-- Start Source excerpt --
Indeed it has been noticed up to now that when using an electrolysis with high current density, it is not possible to obtain an uniform mass transfer at the cathode, and there results the formation of an irregular coating with an unsatisfactory quality.
An essential object of the invention is to provide a method which obviates said drawback.
For this purpose according to the invention, the cathode current is distributed uniformly over that portion of the metal sheet which moves in the area for metal transfer to the cathode in such a way as to cause a current density which is substantially equal in every point of said sheet portion.
The invention also pertains to a device for electrodepositing continuously and under high current density, a coating material on a metal sheet, notably for the working of the above-defined method, and which device further comprises a functional electrolysis cell suitable for use at an industrial scale with very high efficiency.
The device according to the invention comprises a fixed anode and a movable cathode, said cathode cooperating with a cathodic current supply and having an electrically-conducting wall which is movable with a substantially constant spacing relative to the anode inside a zone where can flow an electrolyte for transferring a coating metal to the sheet, means being provided to apply in said zone, the sheet to be coated against that surface of said conducting wall which faces the anode and to drive said sheet at the same speed than said electrically-conducting wall.
Said device is characterized by the fact that the cathodic current supply comprises a series of contacts which are connected in parallel and distributed substantially uniformly over that surface of said conducting wall removed from the surface the sheet is applied against.
Advantageously said contacts are comprised of current-feeding brushes which engage that surface of the conducting wall which is removed from the surface the sheet is applied against.
In a preferred embodiment of the invention, the electrically-conducting wall is comprised of an endless belt trained about two rollers which rotate about the axis thereof.
-- End Source excerpt --
Given request: Continue the patent text above on continuous electrodeposition onto moving metal sheet. Begin right after its final sentence about the endless belt trained about two rollers.
-- Start Extracted material --
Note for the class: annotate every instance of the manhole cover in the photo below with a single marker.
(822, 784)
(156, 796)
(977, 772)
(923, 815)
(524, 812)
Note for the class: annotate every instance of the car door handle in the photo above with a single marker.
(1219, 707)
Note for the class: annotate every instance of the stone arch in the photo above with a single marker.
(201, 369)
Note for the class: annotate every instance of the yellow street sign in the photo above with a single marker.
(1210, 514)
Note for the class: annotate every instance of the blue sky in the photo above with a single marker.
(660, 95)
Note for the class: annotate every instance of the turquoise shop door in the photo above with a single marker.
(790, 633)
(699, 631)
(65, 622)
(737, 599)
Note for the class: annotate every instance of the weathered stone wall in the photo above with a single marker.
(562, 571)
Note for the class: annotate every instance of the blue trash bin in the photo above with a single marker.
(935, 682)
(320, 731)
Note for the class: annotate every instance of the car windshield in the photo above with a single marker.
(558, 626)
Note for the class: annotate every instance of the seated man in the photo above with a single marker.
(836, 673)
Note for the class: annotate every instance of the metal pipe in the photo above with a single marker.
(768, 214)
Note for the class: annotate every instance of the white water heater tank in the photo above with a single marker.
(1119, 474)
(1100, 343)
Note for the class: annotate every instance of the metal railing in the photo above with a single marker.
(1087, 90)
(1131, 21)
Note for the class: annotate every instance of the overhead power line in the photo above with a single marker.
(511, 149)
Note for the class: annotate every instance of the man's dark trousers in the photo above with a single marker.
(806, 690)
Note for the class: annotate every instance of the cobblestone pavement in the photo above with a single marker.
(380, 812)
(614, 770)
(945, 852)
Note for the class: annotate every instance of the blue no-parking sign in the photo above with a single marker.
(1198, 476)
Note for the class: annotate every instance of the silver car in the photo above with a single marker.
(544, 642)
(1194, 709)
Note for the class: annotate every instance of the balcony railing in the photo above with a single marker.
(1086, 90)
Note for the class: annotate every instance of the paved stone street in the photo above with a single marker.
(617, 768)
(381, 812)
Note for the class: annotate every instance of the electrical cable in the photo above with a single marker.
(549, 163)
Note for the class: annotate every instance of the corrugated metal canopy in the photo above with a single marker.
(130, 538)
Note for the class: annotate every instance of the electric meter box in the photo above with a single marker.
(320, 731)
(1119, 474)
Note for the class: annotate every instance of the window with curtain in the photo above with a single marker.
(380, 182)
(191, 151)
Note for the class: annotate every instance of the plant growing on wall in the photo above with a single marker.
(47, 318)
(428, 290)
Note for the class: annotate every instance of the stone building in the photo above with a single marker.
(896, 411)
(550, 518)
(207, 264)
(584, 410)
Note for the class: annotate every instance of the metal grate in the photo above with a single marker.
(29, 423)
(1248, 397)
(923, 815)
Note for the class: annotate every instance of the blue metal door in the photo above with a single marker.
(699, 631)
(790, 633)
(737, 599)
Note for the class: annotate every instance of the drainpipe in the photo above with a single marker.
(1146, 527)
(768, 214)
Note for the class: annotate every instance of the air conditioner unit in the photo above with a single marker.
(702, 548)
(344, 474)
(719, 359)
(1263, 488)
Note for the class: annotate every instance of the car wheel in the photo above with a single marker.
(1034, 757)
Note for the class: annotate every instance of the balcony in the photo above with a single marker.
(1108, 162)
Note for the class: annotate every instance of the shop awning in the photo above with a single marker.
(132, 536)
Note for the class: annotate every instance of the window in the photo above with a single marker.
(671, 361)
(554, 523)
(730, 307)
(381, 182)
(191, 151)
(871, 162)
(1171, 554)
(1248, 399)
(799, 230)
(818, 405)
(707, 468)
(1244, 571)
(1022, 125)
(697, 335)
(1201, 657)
-- End Extracted material --
Expected output:
Finally the invention further relates to a metal sheet which has been coated over one surface thereof at least with a metal layer which is obtained according to the method or by means of the device for electrolysis according to the invention.
Other details and features of the invention will stand out from the description given below by way of non limitative example and with reference to the accompanying drawings, in which:
FIG. 1 is a diagrammatic elevation view with lengthwise cross-section along line I--I in FIG. 2, of an electrolysis device according to the invention.
FIG. 2 is a cross-section along line II--II in FIG. 1, on a larger scale.
FIG. 3 is a cross-section similar to FIG. 1, of a variation of an electrolysis device according to the invention.
FIG. 4 is also a similar cross-section of another variation of an electrolysis device according to the invention.
FIG. 5 is a cross-section of a variation similar to the one shown in FIG. 4, completed with cathode elements.
In the various figures, the same reference numerals pertain to similar elements.
The invention relates to a method for electrodepositing continuously and under high current density, a coating metal such as zinc or tin on a metal sheet.
According to such method, by means of a movable cathode, a metal sheet applied against said cathode is moved past an anode inside a zone that comprises an electrolyte for transferring the coating metal.
An essential feature of the above method is the distributing of the cathodic current substantially uniformly over that sheet portion which moves inside said area, in such a way as to cause a current density which is substantially equal in every point of said sheet portion.
It has indeed been noticed that it is essential to obtain an uniform distribution of the current in all of the sheet portion on which the metal is electrodeposited, as soon as some electric current density is obtained, to have a metal coating on said sheet with a substantially constant thickness and a finish which meets the present industrial requirements.
Moreover to insure a perfect homogeneity in the cathodic coating on the metal sheet, the electrolyte is caused to flow with a turbulent rate and under pressure between the anode and that sheet portion which moves through said area, to apply therein said sheet strongly against the movable cathode and thus minimize the differentials in the voltage drops between the cathode and the sheet in various locations and also to retain a substantially constant spacing between the sheet and the anode in every point in said transfer zone. It has been noted that this is a very simple solution which is however very efficient for the intended purpose.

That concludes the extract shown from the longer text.